### WORK INSTRUCTIONS
Extract each line of the data below exactly as written.

─── INPUT MATERIAL

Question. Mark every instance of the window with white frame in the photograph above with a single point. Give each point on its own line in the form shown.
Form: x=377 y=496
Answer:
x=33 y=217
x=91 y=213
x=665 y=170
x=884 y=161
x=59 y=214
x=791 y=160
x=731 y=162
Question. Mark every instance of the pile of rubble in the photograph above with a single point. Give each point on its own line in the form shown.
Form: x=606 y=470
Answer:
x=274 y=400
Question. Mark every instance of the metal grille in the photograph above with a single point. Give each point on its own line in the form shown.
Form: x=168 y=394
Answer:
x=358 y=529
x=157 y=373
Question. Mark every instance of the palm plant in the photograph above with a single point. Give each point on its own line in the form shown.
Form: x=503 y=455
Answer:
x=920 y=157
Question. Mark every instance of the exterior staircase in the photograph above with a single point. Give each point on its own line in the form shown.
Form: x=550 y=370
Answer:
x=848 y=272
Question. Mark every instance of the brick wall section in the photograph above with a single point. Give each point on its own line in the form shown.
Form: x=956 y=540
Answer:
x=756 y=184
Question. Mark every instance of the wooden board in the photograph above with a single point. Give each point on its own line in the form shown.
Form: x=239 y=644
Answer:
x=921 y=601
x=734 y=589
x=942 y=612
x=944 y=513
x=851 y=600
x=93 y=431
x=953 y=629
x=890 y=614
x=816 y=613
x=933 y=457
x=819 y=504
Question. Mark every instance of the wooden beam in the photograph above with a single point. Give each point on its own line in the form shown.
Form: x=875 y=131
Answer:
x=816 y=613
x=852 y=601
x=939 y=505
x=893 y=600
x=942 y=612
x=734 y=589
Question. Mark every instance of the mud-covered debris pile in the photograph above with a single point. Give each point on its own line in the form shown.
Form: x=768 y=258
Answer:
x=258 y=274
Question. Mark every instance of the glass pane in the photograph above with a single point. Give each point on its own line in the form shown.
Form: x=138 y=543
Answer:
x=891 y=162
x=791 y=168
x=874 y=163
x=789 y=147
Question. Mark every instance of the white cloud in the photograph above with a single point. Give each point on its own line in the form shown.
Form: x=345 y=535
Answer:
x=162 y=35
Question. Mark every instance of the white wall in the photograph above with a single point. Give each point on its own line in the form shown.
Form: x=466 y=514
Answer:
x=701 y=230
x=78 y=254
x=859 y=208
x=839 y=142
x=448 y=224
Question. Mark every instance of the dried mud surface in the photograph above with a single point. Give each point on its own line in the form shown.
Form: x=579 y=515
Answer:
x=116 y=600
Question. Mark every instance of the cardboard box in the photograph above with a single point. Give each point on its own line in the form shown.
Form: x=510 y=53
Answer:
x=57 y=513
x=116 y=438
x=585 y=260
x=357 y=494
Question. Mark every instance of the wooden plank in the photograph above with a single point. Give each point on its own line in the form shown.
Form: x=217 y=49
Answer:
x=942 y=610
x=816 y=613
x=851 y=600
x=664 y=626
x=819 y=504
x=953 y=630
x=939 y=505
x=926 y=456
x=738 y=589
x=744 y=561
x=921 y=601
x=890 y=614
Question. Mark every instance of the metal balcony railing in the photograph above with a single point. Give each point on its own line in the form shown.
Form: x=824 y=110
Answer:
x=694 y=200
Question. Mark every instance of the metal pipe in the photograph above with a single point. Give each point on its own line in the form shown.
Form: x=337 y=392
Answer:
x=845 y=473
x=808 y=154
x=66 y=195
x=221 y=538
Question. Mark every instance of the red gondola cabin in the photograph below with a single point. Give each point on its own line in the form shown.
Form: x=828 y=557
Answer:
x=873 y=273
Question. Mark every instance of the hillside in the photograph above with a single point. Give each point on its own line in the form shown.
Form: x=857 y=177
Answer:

──────

### RESULT OF THIS EXERCISE
Question. Mark every instance of the window with white frame in the photograph above with a single point. Give each point on its own line in the form shown.
Form: x=377 y=496
Answer:
x=33 y=217
x=91 y=213
x=665 y=170
x=884 y=161
x=59 y=214
x=791 y=160
x=731 y=162
Question. Mark every instance of the pile of rubble in the photograph above with a single point. Give each point on its own line in the form shown.
Form: x=606 y=470
Answer:
x=274 y=400
Question. Mark every instance of the metal grille in the photograph above with a single point. Give each point on its own line in the form shown.
Form: x=168 y=394
Answer:
x=358 y=529
x=157 y=373
Question. Mark every instance of the palm plant in the photograph above with a single point. Give each point on its own line in the form shown.
Form: x=503 y=455
Answer:
x=920 y=157
Question. Mark every instance of the exterior staircase in the photograph above with a single point. Give each point on its own line in the form shown.
Form: x=550 y=370
Answer:
x=848 y=272
Question. Mark every instance of the brick wall section in the photograph above with a single point. Give each point on its own line in the form shown.
Form: x=956 y=540
Answer:
x=756 y=184
Question. Mark every instance of the wooden board in the photograph above with a single point. Give each point on its own line in the form shown.
Form: x=239 y=644
Answer:
x=921 y=601
x=734 y=589
x=942 y=612
x=944 y=513
x=851 y=600
x=93 y=431
x=953 y=629
x=890 y=614
x=816 y=613
x=933 y=457
x=819 y=504
Question. Mark every instance of the wooden beam in the photograph above with a single point. Give each point on its own line in the form shown.
Form: x=875 y=131
Answer:
x=816 y=613
x=852 y=601
x=939 y=505
x=893 y=600
x=942 y=612
x=734 y=589
Question. Mark every instance of the mud-covered debris pile in the photograph above with a single point. Give each point on its own line in the form shown.
Form: x=768 y=258
Answer:
x=258 y=274
Question. Mark every instance of the glass pane in the photograph above with a single point. Give each point on its own line in the form shown.
Form: x=138 y=543
Answer:
x=891 y=162
x=791 y=168
x=874 y=163
x=789 y=147
Question. Mark every instance of the white cloud in the photograph above with a single point. Give each point on its own line in the form shown.
Form: x=345 y=535
Answer:
x=162 y=35
Question. Mark every instance of the white wall in the photograph above with a single point. Give each point on its own line in the form shown.
Form: x=466 y=514
Answer:
x=701 y=230
x=78 y=254
x=859 y=208
x=839 y=142
x=448 y=224
Question. Mark every instance of the dried mud surface in the photograph above with a single point. Give each point on its own line in the form shown.
Form: x=579 y=515
Answer:
x=116 y=600
Question. Mark every instance of the cardboard box in the photograph above with a single point. Give each point on its own line in the form shown.
Form: x=510 y=53
Answer:
x=57 y=513
x=116 y=438
x=585 y=260
x=357 y=494
Question. Mark every instance of the wooden plank in the photograph above with a single point. Give each point on its own line in the form shown.
Form: x=217 y=49
Answer:
x=942 y=610
x=816 y=613
x=851 y=600
x=664 y=626
x=819 y=504
x=953 y=630
x=939 y=505
x=926 y=456
x=738 y=589
x=744 y=561
x=921 y=601
x=890 y=614
Question. Mark every instance of the metal balcony railing in the photograph above with a single point. Give each point on its own line in the form shown.
Form: x=824 y=110
Answer:
x=694 y=200
Question. Mark every instance of the metal pipe in the photograph above with a single point. Give each point on its own line in the form shown.
Form: x=337 y=392
Answer:
x=845 y=473
x=808 y=154
x=66 y=195
x=221 y=538
Question. Mark every instance of the red gondola cabin in the photograph below with a single point. Give each point on its own line in the form shown.
Form: x=828 y=557
Answer:
x=873 y=273
Question. Mark every instance of the hillside in the photograph above with a single point. Give each point on its own line in the form shown.
Form: x=857 y=177
Answer:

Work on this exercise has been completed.